--- DOCUMENT TEXT Enclosed Below ---

Calories are the contract
Nobody wants to hear this, but every result you’ve ever seen — the shredded transformation, the “clean bulk” that went soft, your own scale not moving for six weeks — is downstream of one number: calories in versus calories out. I fought this for a year, convinced my metabolism was uniquely broken, before I actually weighed my food for two weeks. I was eating roughly 600 calories more than I thought. Not because I was lying to myself on purpose — because a “handful of almonds” and three tablespoons of peanut butter add up faster than any human brain tracks unaided.
The contract doesn’t care about your intentions. It cares about the number. Once I accepted that, everything else — meal timing, food quality, whether carbs are “bad” at night — became optimization on top of a foundation, not a replacement for one.
Protein, simply
One gram per pound of target bodyweight, per day. Not target-weight-times- some-multiplier-you-saw-in-a-study, not “as much as you can stomach.” One gram per pound, split across three or four meals so your body actually has raw material on hand throughout the day instead of one enormous protein bomb at dinner.
At 82kg (about 180lb), that’s roughly 180g a day for me. I hit it with three meals built around a protein source the size of my palm-plus-fingers, plus a shake if I’m short by dinner. I don’t chase 250g because a forum told me more is always better — past this range the returns are marginal and the opportunity cost is real food you’d rather eat.
The plate template
I don’t count macros for every meal anymore. I build a plate: a palm of protein, a fist of carbs, a thumb of fat, and then I fill whatever’s left with vegetables because fiber and volume keep me from being hungry two hours later. This isn’t precise, but precision isn’t the bottleneck for most people — consistency is, and a template you can build blind in a work cafeteria beats a spreadsheet you abandon by Thursday.
When I actually need precision — the last six weeks before a photo, or when progress stalls and I need to know why — I go back to weighing food for a short stretch, get recalibrated, and go back to the plate template. Precision is a tool you pick up, use, and put back down. It’s not a lifestyle unless you want it to be.
Eating out without falling off
The mistake I made for years: treating restaurants as a “cheat” that required abandoning every principle for the meal. Now I do one simple thing — I order protein-forward and treat the rest as flexible. Grilled over fried where it’s an option, a side salad instead of fries maybe half the time, and I stop worrying about the olive oil they cooked it in. That oil is not what derails someone’s physique over a year. The all-or-nothing mindset is.
I still remember the exact meal that changed my head about this: a friend’s birthday, Korean BBQ, all-you-can-eat. Old me would’ve either skipped it out of fear or gone feral and spiraled into a guilt-binge for the following three days. That night I just ate a lot of the meat, went light on rice, had two beers, and hit my numbers again the next day like nothing happened. Because nothing had. One meal is noise. A pattern of meals is signal.
Supplements: the short list
Here’s everything I actually take, in order of how much it matters: creatine monohydrate (5g daily, any time, no loading phase needed), a whey or plant protein if I’m short on my target, and vitamin D because I live somewhere the sun forgets to show up half the year. That’s it. Three things.
I’ve spent money on pre-workout, BCAAs, fat burners, a green powder that tasted like a lawn, and a “test booster” that did nothing except lighten my wallet by £40. None of it beat sleep, protein, and training hard. Supplements are called that for a reason — they supplement a foundation that has to already exist. If your foundation isn’t there yet, no powder fixes that.

--- End of Enclosed DOCUMENT TEXT ---
--- RECORD EXCERPTS Enclosed Below ---

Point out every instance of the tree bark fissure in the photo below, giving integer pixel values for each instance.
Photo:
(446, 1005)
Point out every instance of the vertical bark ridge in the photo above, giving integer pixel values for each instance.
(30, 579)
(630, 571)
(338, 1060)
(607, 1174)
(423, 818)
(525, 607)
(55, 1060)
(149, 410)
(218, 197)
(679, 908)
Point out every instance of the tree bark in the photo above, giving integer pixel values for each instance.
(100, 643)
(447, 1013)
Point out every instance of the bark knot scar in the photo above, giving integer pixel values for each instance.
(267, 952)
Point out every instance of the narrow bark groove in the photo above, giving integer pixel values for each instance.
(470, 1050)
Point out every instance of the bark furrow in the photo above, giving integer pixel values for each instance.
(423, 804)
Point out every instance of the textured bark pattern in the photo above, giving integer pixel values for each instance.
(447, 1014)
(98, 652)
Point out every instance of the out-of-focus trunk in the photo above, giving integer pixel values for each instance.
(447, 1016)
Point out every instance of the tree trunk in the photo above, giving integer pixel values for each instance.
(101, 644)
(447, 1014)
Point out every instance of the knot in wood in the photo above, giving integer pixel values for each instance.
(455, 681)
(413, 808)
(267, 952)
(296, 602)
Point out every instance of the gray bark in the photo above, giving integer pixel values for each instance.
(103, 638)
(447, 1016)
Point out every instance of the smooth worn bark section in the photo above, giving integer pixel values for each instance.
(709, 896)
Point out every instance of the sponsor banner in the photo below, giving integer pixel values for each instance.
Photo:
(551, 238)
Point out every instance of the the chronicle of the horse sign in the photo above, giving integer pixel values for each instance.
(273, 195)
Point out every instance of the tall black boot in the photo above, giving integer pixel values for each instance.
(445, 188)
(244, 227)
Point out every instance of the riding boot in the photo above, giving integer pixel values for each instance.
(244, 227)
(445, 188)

--- End of Enclosed RECORD EXCERPTS ---

**YOUR OBJECTIVE**
Please answer these questions about the nutrition text, one per line and numbered to match:
1. After weighing food for two weeks, roughly how many more calories than expected was the writer eating?
2. About how much protein per day does the writer aim for at 82kg?
3. What daily dose of creatine monohydrate does the writer take?

**THE ANSWER**
1. Roughly 600 calories more.
2. Roughly 180g a day.
3. 5g daily.